## Begin EXCERPT TO READ

Navajo Ranger Begaye Part of the ‘Chosen’ Company


Master Sgt. Conrad Begaye, a decorated Airborne Ranger who serves as senior military instructor for UT Martin’s Skyhawk Battalion ROTC program, spends time cruising roads in Weakley County on his Harley Davidson. Begaye is part of the American Legion Riders with Post #55 of Martin.[/caption]


MARTIN (November 9) - Thirteen years ago this month, six Americans lost their lives in an ambush by Taliban members in Aranas, Afghanistan. Five were United States Army paratroopers from the elite 1st Platoon, Chosen Company, 2nd Battalion (Airborne), 503rd Infantry Regiment, 173rd Airborne Brigade Combat Team, headquartered in Vicenza, Italy. One was a United States Marine. There were 14 Americans involved in that battle, along with one squad of Afghan National Army soldiers. Among those is Martin resident Master Sgt. Conrad Begaye, who was a Staff Sergeant while on that deployment to Afghanistan. Begaye is a Navajo who enlisted in the Army at 23 years old. He serves as Senior Military Instructor for the Skyhawk Battalion, UT Martin’s ROTC cadet training program.

It was November 8, 2007, when the members of the unit prepared for a meeting with villagers and elders near Aranas. Soldier recounts of that meeting, or Shura, the following day detailed a sense of unease after repetitive postponement and questions by village men who were of military age seemed to drag the meeting out. When the unit finally left the Shura nearly one and a half to two hours later, they departed at 3 p.m. making its way to Camp Outpost Bella. Villagers followed the Chosen Company down the trail flanked by cliffs as the setting sun seemed to shine a beacon on the service members. One shot was fired as the villagers fled to the hillsides. Two more shots were fired and an onslaught of bullets and RPGs aimed at the Chosen Company bounced off the cliffs, hitting the members in an orchestrated three-prong attack that would wound every soldier that fateful day - November 9, 2007.

Begaye took his men over a cliff to seek cover as they were hit from every direction by enemy fire in the ambush. Rendering aid to his injured men, Begaye radioed for air support, reported locations and instructed his platoon to return fire. He was wounded himself, having sustained several gunshot wounds in the attack.

When asked how he could remain so determined and calm amidst the chaos of gunfire and wounded soldiers, Begaye credited his training with the United States Army.

## End EXCERPT TO READ

- [TO-DO LIST]:
(a) In the Begaye article, copy the stretch from "Begaye took his" through "United States Army.", swapping "gunfire" for "shooting".
(b) Using the Begaye article, answer these:
(i) How old was Begaye when he enlisted in the Army?
(ii) Where was Chosen Company's brigade headquartered?
(iii) At what time did the unit depart the Shura?

## Begin DATA LISTING

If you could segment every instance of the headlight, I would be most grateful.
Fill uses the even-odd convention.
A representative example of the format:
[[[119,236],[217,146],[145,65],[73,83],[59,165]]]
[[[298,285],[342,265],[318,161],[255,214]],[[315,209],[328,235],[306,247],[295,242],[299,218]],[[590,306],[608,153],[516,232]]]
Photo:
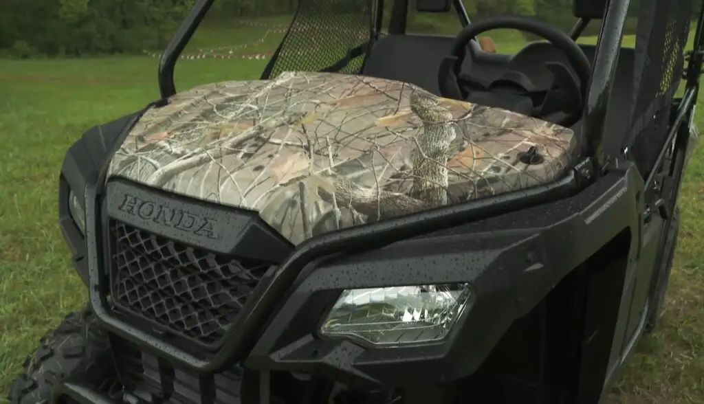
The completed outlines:
[[[68,211],[71,213],[73,221],[76,222],[81,234],[86,234],[86,211],[78,202],[78,197],[73,191],[68,191]]]
[[[320,332],[375,344],[437,341],[450,332],[471,296],[468,284],[346,290]]]

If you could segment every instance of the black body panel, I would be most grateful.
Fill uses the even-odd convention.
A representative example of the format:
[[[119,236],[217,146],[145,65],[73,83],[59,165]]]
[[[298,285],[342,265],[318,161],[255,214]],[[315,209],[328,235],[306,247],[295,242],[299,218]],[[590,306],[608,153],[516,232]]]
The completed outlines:
[[[101,168],[112,157],[111,148],[125,127],[137,115],[125,115],[88,130],[68,149],[61,166],[58,184],[59,225],[73,255],[73,265],[86,285],[88,284],[86,244],[69,212],[69,191],[73,191],[79,203],[84,205],[86,184],[96,181]]]
[[[246,365],[391,386],[466,377],[567,273],[624,229],[639,233],[642,185],[631,166],[571,198],[311,265]],[[634,260],[639,239],[631,240]],[[444,343],[374,348],[316,335],[342,289],[467,282],[473,302]]]

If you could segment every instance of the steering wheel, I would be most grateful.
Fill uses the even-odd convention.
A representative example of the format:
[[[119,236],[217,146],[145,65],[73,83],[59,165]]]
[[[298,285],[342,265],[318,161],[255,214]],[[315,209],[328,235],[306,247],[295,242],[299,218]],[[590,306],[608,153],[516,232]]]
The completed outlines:
[[[536,90],[525,74],[516,70],[510,70],[489,85],[470,75],[461,75],[462,63],[470,48],[470,41],[483,32],[499,28],[519,30],[547,39],[565,55],[577,77],[562,63],[551,62],[545,63],[553,75],[550,89]],[[483,103],[482,94],[475,93],[483,93],[484,96],[494,93],[497,94],[494,99],[501,96],[498,94],[502,93],[514,98],[520,96],[531,104],[528,108],[529,115],[535,118],[543,118],[558,111],[565,112],[567,115],[558,123],[569,127],[582,118],[584,97],[591,75],[591,64],[589,58],[566,33],[530,17],[496,15],[471,23],[462,30],[457,35],[450,55],[440,65],[438,80],[440,94],[444,97],[472,101],[476,96],[479,100],[474,101]],[[538,106],[533,106],[536,105]]]

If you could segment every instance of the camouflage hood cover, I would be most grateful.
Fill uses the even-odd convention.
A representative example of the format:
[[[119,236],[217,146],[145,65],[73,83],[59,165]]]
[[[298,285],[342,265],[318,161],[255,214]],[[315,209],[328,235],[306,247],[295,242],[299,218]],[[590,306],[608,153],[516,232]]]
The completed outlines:
[[[147,111],[110,176],[257,210],[293,244],[556,179],[573,132],[391,80],[284,73]]]

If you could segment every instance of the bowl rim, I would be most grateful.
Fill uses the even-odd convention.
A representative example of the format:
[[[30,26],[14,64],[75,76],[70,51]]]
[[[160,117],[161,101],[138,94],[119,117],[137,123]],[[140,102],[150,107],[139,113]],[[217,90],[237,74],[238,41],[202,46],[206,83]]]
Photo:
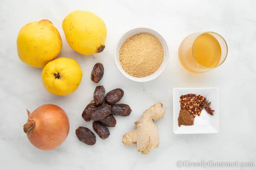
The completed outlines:
[[[133,77],[132,76],[130,76],[130,77],[129,77],[127,75],[126,75],[125,74],[124,72],[125,72],[125,71],[123,70],[122,70],[121,68],[119,68],[119,67],[118,66],[118,61],[117,61],[117,56],[116,55],[116,51],[117,50],[117,46],[119,44],[120,40],[121,40],[121,39],[122,39],[122,38],[126,34],[127,34],[129,32],[134,31],[135,30],[138,29],[144,29],[145,30],[150,30],[153,32],[154,32],[155,33],[156,33],[158,35],[159,35],[159,36],[160,36],[163,40],[163,42],[164,44],[165,44],[166,45],[166,46],[167,47],[166,48],[166,52],[167,53],[167,55],[166,55],[166,57],[167,58],[167,60],[166,62],[166,63],[165,64],[165,65],[164,66],[164,68],[162,68],[162,69],[160,70],[159,72],[157,74],[156,74],[154,77],[153,77],[152,78],[151,78],[149,79],[141,79],[141,78],[138,78],[138,77]],[[142,32],[141,33],[143,32]],[[135,34],[134,34],[135,35]],[[155,36],[156,36],[157,38],[158,38],[158,39],[159,39],[158,37],[157,36],[155,36],[155,35],[154,35]],[[169,50],[169,46],[168,46],[168,44],[167,43],[167,42],[165,40],[164,38],[164,37],[158,32],[155,30],[154,30],[151,29],[150,28],[148,28],[144,27],[138,27],[135,28],[133,28],[132,29],[129,29],[128,31],[126,31],[125,32],[125,33],[122,34],[121,36],[120,36],[119,38],[118,39],[118,40],[117,41],[117,42],[116,44],[116,45],[114,47],[114,58],[115,61],[115,63],[116,63],[116,66],[117,66],[117,68],[119,70],[119,71],[126,78],[131,80],[132,80],[134,81],[137,81],[138,82],[147,82],[149,81],[150,81],[153,80],[154,79],[155,79],[156,78],[158,77],[159,75],[160,75],[165,70],[166,67],[167,67],[167,66],[168,65],[168,64],[169,63],[169,61],[170,60],[170,51]],[[163,62],[161,64],[163,64]],[[155,73],[156,73],[155,72]],[[128,74],[128,73],[127,73]],[[154,74],[154,73],[153,73]],[[144,77],[143,78],[144,78],[145,77]]]

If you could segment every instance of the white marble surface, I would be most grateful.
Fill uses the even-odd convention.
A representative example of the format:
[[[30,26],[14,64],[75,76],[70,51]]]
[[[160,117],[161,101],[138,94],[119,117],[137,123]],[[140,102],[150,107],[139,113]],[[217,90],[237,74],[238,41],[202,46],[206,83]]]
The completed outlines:
[[[178,160],[200,162],[256,161],[256,12],[255,1],[0,1],[0,169],[2,170],[174,169]],[[93,12],[102,18],[108,30],[104,51],[83,56],[68,46],[61,25],[64,17],[77,9]],[[16,38],[27,23],[47,19],[59,30],[63,46],[59,56],[75,59],[83,72],[79,88],[65,97],[44,89],[42,69],[30,67],[18,57]],[[114,45],[125,32],[139,27],[155,30],[169,46],[170,60],[165,71],[147,83],[133,82],[117,69]],[[221,67],[201,74],[190,73],[180,66],[177,49],[188,34],[213,31],[222,35],[229,48]],[[122,102],[133,110],[127,117],[117,117],[117,127],[94,146],[76,138],[79,126],[92,129],[92,122],[81,112],[92,99],[96,85],[90,76],[97,62],[105,73],[99,84],[106,90],[121,87]],[[172,132],[172,88],[219,88],[219,132],[208,135],[174,135]],[[121,142],[123,135],[133,129],[142,112],[158,102],[164,103],[165,117],[156,121],[160,145],[147,155],[135,146]],[[69,118],[69,134],[63,144],[49,151],[37,149],[23,132],[26,109],[33,110],[46,103],[57,104]],[[203,169],[202,168],[198,168]],[[235,168],[228,169],[252,169]],[[181,169],[196,169],[188,168]],[[223,168],[207,168],[223,169]]]

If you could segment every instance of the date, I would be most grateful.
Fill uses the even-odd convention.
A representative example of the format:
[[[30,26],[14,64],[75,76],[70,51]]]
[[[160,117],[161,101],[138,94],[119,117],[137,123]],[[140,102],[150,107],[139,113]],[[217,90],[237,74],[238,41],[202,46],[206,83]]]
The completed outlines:
[[[91,117],[92,113],[96,109],[97,106],[93,100],[88,104],[85,107],[82,113],[82,117],[86,121],[89,121],[91,120]]]
[[[89,145],[96,142],[96,136],[87,128],[79,126],[76,129],[76,135],[79,141]]]
[[[105,96],[105,102],[112,105],[120,101],[123,97],[124,92],[121,89],[116,89],[108,92]]]
[[[91,74],[91,79],[94,83],[97,83],[102,79],[104,74],[104,67],[101,63],[95,64]]]
[[[115,127],[116,124],[116,120],[112,115],[110,115],[98,121],[101,122],[103,125],[108,127]]]
[[[110,135],[110,132],[107,128],[98,121],[94,121],[92,123],[92,128],[100,137],[102,139],[107,138]]]
[[[117,104],[111,106],[111,114],[120,116],[130,115],[132,109],[128,105],[125,104]]]
[[[92,114],[91,118],[93,120],[99,120],[107,117],[111,113],[111,106],[105,104],[96,108]]]
[[[103,86],[96,86],[94,93],[94,100],[96,106],[101,105],[104,101],[105,88]]]

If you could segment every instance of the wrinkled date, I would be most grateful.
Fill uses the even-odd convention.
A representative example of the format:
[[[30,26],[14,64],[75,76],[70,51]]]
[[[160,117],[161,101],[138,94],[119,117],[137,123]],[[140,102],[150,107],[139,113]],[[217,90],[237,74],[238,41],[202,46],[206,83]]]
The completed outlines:
[[[96,142],[96,136],[87,128],[79,127],[76,129],[76,135],[79,141],[86,144],[93,145]]]
[[[101,122],[103,125],[108,127],[115,127],[116,124],[116,120],[112,115],[110,115],[98,121]]]
[[[112,105],[118,102],[123,97],[124,91],[121,89],[116,89],[107,94],[105,96],[105,102]]]
[[[96,108],[92,114],[91,118],[93,120],[99,120],[107,117],[111,113],[111,106],[105,104]]]
[[[130,115],[132,110],[130,106],[125,104],[117,104],[111,106],[111,114],[120,116]]]
[[[100,137],[102,139],[107,138],[110,135],[110,132],[107,128],[98,121],[94,121],[92,123],[92,128]]]
[[[103,103],[105,97],[105,88],[103,86],[96,86],[94,93],[94,103],[97,106],[101,105]]]
[[[82,113],[82,117],[86,121],[89,121],[91,120],[92,113],[96,109],[96,107],[97,106],[93,100],[92,100],[90,103],[86,106],[84,112]]]
[[[91,79],[94,83],[97,83],[101,80],[104,74],[103,65],[100,63],[95,64],[91,74]]]

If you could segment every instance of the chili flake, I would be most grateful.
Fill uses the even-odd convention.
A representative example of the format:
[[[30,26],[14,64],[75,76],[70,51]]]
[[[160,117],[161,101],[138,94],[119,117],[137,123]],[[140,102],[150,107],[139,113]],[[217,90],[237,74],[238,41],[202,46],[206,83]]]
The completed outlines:
[[[195,117],[200,116],[203,109],[202,102],[204,101],[203,96],[194,94],[182,95],[180,98],[181,108],[185,109]]]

## End DATA LISTING

- [REPLIES]:
(a)
Begaye took his men over a cliff to seek cover as they were hit from every direction by enemy fire in the ambush. Rendering aid to his injured men, Begaye radioed for air support, reported locations and instructed his platoon to return fire. He was wounded himself, having sustained several gunshot wounds in the attack.

When asked how he could remain so determined and calm amidst the chaos of shooting and wounded soldiers, Begaye credited his training with the United States Army.

(b)
(i) 23 years old
(ii) Vicenza, Italy
(iii) 3 p.m.